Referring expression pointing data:
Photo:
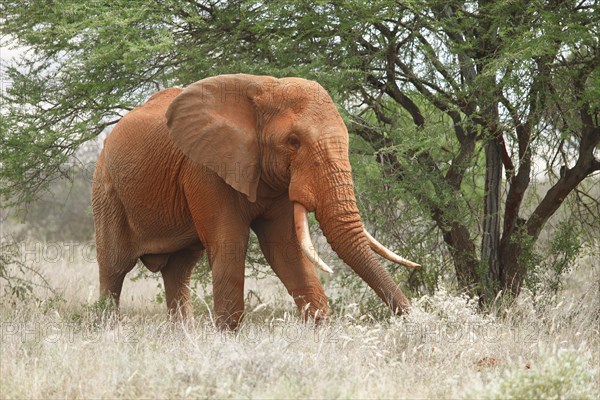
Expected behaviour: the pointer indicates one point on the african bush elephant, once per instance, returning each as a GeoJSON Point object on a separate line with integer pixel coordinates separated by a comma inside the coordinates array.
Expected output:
{"type": "Point", "coordinates": [194, 170]}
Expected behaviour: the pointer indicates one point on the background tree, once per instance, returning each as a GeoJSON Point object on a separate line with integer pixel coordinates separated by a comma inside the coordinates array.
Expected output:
{"type": "Point", "coordinates": [457, 103]}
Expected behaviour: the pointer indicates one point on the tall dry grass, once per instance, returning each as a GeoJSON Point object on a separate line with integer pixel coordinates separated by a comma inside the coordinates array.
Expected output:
{"type": "Point", "coordinates": [445, 348]}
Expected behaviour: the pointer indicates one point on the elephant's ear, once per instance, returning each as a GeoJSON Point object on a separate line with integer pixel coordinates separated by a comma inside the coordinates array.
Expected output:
{"type": "Point", "coordinates": [214, 123]}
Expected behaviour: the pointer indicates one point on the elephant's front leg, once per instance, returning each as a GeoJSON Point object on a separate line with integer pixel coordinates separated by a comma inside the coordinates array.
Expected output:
{"type": "Point", "coordinates": [277, 239]}
{"type": "Point", "coordinates": [227, 256]}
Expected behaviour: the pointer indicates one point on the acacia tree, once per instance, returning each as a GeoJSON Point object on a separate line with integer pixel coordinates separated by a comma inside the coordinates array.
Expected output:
{"type": "Point", "coordinates": [508, 81]}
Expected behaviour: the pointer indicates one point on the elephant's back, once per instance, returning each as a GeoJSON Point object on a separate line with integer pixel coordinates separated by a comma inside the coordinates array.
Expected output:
{"type": "Point", "coordinates": [141, 164]}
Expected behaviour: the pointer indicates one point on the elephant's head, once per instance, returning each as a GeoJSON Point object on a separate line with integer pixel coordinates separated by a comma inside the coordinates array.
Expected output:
{"type": "Point", "coordinates": [284, 135]}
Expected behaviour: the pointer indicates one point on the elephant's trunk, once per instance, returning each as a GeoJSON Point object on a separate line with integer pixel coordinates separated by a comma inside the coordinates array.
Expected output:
{"type": "Point", "coordinates": [338, 216]}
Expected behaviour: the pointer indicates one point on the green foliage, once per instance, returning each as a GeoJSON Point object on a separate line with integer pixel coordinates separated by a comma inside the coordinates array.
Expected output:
{"type": "Point", "coordinates": [546, 272]}
{"type": "Point", "coordinates": [424, 86]}
{"type": "Point", "coordinates": [19, 278]}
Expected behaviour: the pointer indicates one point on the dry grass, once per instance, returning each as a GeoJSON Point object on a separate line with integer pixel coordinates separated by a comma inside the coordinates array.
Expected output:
{"type": "Point", "coordinates": [444, 349]}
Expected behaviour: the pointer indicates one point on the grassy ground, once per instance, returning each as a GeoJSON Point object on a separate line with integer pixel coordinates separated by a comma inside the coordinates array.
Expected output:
{"type": "Point", "coordinates": [445, 348]}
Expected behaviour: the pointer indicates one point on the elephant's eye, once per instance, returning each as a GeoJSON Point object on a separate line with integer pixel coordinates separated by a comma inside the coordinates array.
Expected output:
{"type": "Point", "coordinates": [294, 141]}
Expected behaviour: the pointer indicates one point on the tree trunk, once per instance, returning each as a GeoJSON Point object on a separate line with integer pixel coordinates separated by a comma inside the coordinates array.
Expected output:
{"type": "Point", "coordinates": [490, 241]}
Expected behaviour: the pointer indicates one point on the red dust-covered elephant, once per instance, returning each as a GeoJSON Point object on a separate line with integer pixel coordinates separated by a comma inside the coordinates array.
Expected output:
{"type": "Point", "coordinates": [193, 170]}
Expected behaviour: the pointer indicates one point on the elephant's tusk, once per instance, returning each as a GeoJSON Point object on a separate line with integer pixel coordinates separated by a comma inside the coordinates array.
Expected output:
{"type": "Point", "coordinates": [302, 233]}
{"type": "Point", "coordinates": [385, 252]}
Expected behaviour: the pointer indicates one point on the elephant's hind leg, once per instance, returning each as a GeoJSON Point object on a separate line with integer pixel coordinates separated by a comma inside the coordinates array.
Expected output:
{"type": "Point", "coordinates": [176, 276]}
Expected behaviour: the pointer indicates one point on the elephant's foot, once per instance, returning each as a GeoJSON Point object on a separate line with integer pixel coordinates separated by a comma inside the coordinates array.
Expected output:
{"type": "Point", "coordinates": [312, 303]}
{"type": "Point", "coordinates": [229, 321]}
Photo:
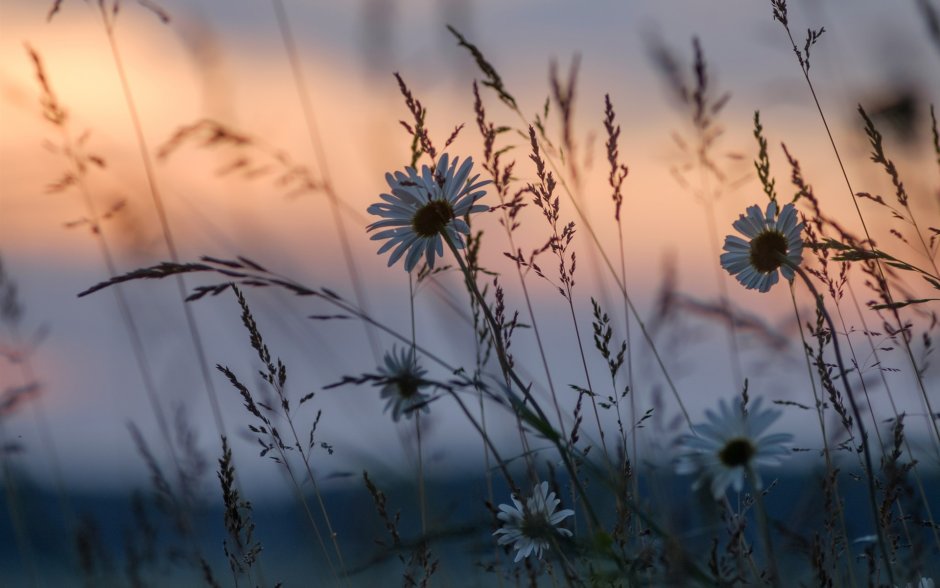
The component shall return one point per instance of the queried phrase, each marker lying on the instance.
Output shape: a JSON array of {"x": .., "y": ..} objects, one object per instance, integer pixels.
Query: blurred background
[{"x": 226, "y": 61}]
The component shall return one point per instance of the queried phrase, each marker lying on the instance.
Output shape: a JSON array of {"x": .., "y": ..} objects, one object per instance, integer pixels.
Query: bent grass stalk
[
  {"x": 496, "y": 84},
  {"x": 780, "y": 14},
  {"x": 866, "y": 450}
]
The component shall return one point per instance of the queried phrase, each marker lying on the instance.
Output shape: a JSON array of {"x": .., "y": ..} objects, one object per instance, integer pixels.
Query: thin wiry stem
[
  {"x": 510, "y": 373},
  {"x": 764, "y": 525},
  {"x": 870, "y": 243},
  {"x": 339, "y": 222},
  {"x": 819, "y": 405},
  {"x": 192, "y": 326},
  {"x": 511, "y": 103},
  {"x": 866, "y": 450}
]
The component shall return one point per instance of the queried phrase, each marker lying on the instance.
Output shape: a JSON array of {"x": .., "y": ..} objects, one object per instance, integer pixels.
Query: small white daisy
[
  {"x": 730, "y": 445},
  {"x": 532, "y": 526},
  {"x": 402, "y": 381},
  {"x": 423, "y": 207},
  {"x": 755, "y": 263}
]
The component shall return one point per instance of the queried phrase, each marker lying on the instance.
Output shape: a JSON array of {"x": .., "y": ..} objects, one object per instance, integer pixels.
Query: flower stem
[{"x": 764, "y": 525}]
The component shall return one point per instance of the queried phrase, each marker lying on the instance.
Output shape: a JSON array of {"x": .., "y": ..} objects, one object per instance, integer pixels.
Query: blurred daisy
[
  {"x": 730, "y": 445},
  {"x": 402, "y": 380},
  {"x": 533, "y": 525},
  {"x": 423, "y": 207},
  {"x": 755, "y": 262}
]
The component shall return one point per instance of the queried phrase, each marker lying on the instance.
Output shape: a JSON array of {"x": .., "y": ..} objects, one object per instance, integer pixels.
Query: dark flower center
[
  {"x": 766, "y": 250},
  {"x": 407, "y": 385},
  {"x": 431, "y": 218},
  {"x": 737, "y": 452},
  {"x": 536, "y": 526}
]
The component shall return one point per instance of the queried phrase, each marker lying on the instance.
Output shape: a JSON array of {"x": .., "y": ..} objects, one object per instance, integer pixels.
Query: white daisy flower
[
  {"x": 730, "y": 445},
  {"x": 423, "y": 207},
  {"x": 533, "y": 525},
  {"x": 402, "y": 381},
  {"x": 755, "y": 262}
]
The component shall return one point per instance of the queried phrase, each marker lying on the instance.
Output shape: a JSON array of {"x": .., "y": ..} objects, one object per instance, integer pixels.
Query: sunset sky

EXERCISE GOAL: Make an exact copy of the records above, with the pictures left out.

WRITTEN RESPONSE:
Photo:
Expected behaviour: the pointer indicates one point on the african bush elephant, once per instance, returning each as a GeoJSON Point object on a separate line with integer pixel coordinates separated by a comma inside the coordinates array.
Expected output:
{"type": "Point", "coordinates": [194, 170]}
Expected behaviour: the pointer indicates one point on the background tree, once per instance, returning each as a GeoJSON Point object on a separate line with integer pixel coordinates separated by a comma inside the coordinates array.
Expected output:
{"type": "Point", "coordinates": [457, 103]}
Expected behaviour: the pointer indicates one point on the tall dry grass, once per instance, returning each as a GeoJSON Point object on a separate line with integer pixel coordinates separated by a comma inside the coordinates array.
Expected output:
{"type": "Point", "coordinates": [445, 348]}
Expected behaviour: the pointer indicates one point on the elephant's ear, once per instance, returning each as a GeoJSON Point object on a separate line with integer pixel coordinates separated by a comma inside the coordinates array.
Expected output:
{"type": "Point", "coordinates": [214, 123]}
Expected behaviour: the pointer indicates one point on the elephant's front leg, once per instance, returning each as a GeoJSON Point object on a separate line with integer pixel coordinates separated by a comma inside the coordinates array.
Expected output:
{"type": "Point", "coordinates": [277, 239]}
{"type": "Point", "coordinates": [227, 256]}
Expected behaviour: the pointer indicates one point on the acacia tree, once per instance, returning each as a GeoJSON Point object on a separate line with integer pixel coordinates separated by a comma inside the coordinates array.
Expected output:
{"type": "Point", "coordinates": [508, 81]}
Expected behaviour: the pointer indicates one point on the elephant's back, once per instance, returning each as a GeoJSON Point object on a separate line with integer pixel coordinates separated by a comma inside the coordinates array.
Expected output:
{"type": "Point", "coordinates": [141, 164]}
Expected behaviour: the pointer indicates one point on the elephant's head, once per instance, returning each as a GeoJSON Point object on a separate line with integer pixel coordinates separated by a comma inside the coordinates array.
Expected output:
{"type": "Point", "coordinates": [284, 135]}
Expected behaviour: the pointer indicates one point on the elephant's trunk, once per instance, returning each as a GeoJSON Point object on a separate line with integer pixel coordinates separated by a comma inside the coordinates array.
Expected output:
{"type": "Point", "coordinates": [338, 216]}
Expected behaviour: the pointer indicates one point on the green foliage, once per instance, returning each as a GeoJSON Point object on a separate line with integer pixel coordinates separated by a comma inside the coordinates array.
Expected output:
{"type": "Point", "coordinates": [546, 272]}
{"type": "Point", "coordinates": [424, 86]}
{"type": "Point", "coordinates": [19, 278]}
Expected behaviour: the pointer indicates one point on the dry grass, once per instance, returning each as a GeoJSON Point object on a separate line with integer pixel coordinates separated by a comma inside the coordinates array.
Expected output:
{"type": "Point", "coordinates": [444, 349]}
Expected behaviour: the pointer indicates one point on the grassy ground, once per instance, returning each as a GeoJSON Point object on a separate line with integer pixel coordinates separated by a comma inside the coordinates array.
Expected output:
{"type": "Point", "coordinates": [445, 348]}
Expected behaviour: the pointer indicates one point on the elephant's eye, once per instance, returning each as a GeoJSON Point object on a separate line with integer pixel coordinates separated by a comma inside the coordinates array.
Expected output:
{"type": "Point", "coordinates": [294, 141]}
Expected behaviour: the pointer indicates one point on the tree trunk, once per instance, returning each as a GeoJSON Point object on a separate line with integer pixel coordinates separated by a comma inside the coordinates array.
Expected output:
{"type": "Point", "coordinates": [490, 241]}
Expected behaviour: the pointer indicates one point on the red dust-covered elephant, once per instance, returning each as a GeoJSON Point object on a separate line with integer pixel coordinates separated by a comma inside the coordinates array.
Expected output:
{"type": "Point", "coordinates": [193, 170]}
Expected behaviour: the pointer indicates one point on the elephant's tusk, once per instance, returning each as a GeoJSON Point object on a separate line with integer pixel coordinates separated by a comma inside the coordinates array.
Expected output:
{"type": "Point", "coordinates": [302, 233]}
{"type": "Point", "coordinates": [385, 252]}
Expected behaviour: the pointer indicates one point on the elephant's hind leg, once per instance, returning each as a GeoJSON Point object on a separate line with integer pixel coordinates separated by a comma inside the coordinates array.
Expected output:
{"type": "Point", "coordinates": [176, 276]}
Expected behaviour: the pointer indicates one point on the elephant's foot, once per instance, returning each as a GeoJSON Point object on a separate line with integer pixel coordinates separated by a comma inside the coordinates array.
Expected output:
{"type": "Point", "coordinates": [312, 303]}
{"type": "Point", "coordinates": [229, 321]}
Photo:
The component shall return one point per instance of the queried phrase, each marker lying on the instance.
Output shape: a JSON array of {"x": .., "y": ..} objects, one object per instance, integer pixels.
Query: blurred background
[{"x": 226, "y": 61}]
The component shall return one point per instance of the queried phrase, each marker lying on the instance.
Output shape: a JSON array of {"x": .., "y": ..} objects, one object per instance, integer pixels.
Query: bent grass stalk
[
  {"x": 496, "y": 84},
  {"x": 780, "y": 14},
  {"x": 866, "y": 450}
]
The component shall return one point per instance of the queried phrase, each marker lying on the instance.
Output shape: a JSON array of {"x": .., "y": ..} objects, one object per instance, integer pixels.
Query: thin wiry stem
[
  {"x": 510, "y": 373},
  {"x": 764, "y": 525},
  {"x": 870, "y": 243},
  {"x": 339, "y": 222},
  {"x": 819, "y": 405},
  {"x": 192, "y": 326},
  {"x": 511, "y": 103},
  {"x": 866, "y": 450}
]
The component shall return one point per instance of the queried phrase, each marker lying on the instance.
Output shape: a JSON array of {"x": .., "y": ..} objects, one object per instance, integer pixels.
Query: small white daisy
[
  {"x": 730, "y": 445},
  {"x": 532, "y": 526},
  {"x": 402, "y": 381},
  {"x": 423, "y": 207},
  {"x": 755, "y": 263}
]
The component shall return one point per instance of the queried phrase, each marker lying on the instance.
Output shape: a JSON array of {"x": .., "y": ..} objects, one object per instance, integer pixels.
Query: flower stem
[{"x": 764, "y": 525}]
The component shall return one point per instance of the queried phrase, each marker lying on the instance.
Output shape: a JSON array of {"x": .., "y": ..} objects, one object per instance, integer pixels.
Query: blurred daisy
[
  {"x": 730, "y": 445},
  {"x": 402, "y": 380},
  {"x": 533, "y": 525},
  {"x": 423, "y": 207},
  {"x": 755, "y": 262}
]
The component shall return one point per instance of the queried phrase, each marker lying on the instance.
Output shape: a JSON array of {"x": .., "y": ..} objects, one object per instance, integer pixels.
Query: dark flower center
[
  {"x": 766, "y": 250},
  {"x": 407, "y": 385},
  {"x": 431, "y": 218},
  {"x": 737, "y": 452},
  {"x": 536, "y": 526}
]
The component shall return one point per instance of the queried phrase, each marker lying on the instance.
Output shape: a JSON array of {"x": .., "y": ..} objects, one object per instance, integer pixels.
Query: white daisy flower
[
  {"x": 730, "y": 445},
  {"x": 423, "y": 207},
  {"x": 533, "y": 525},
  {"x": 402, "y": 381},
  {"x": 755, "y": 262}
]
The component shall return one point per instance of the queried phrase, each marker lying on the instance.
Output shape: a JSON array of {"x": .., "y": ..} objects, one object per instance, integer pixels.
Query: sunset sky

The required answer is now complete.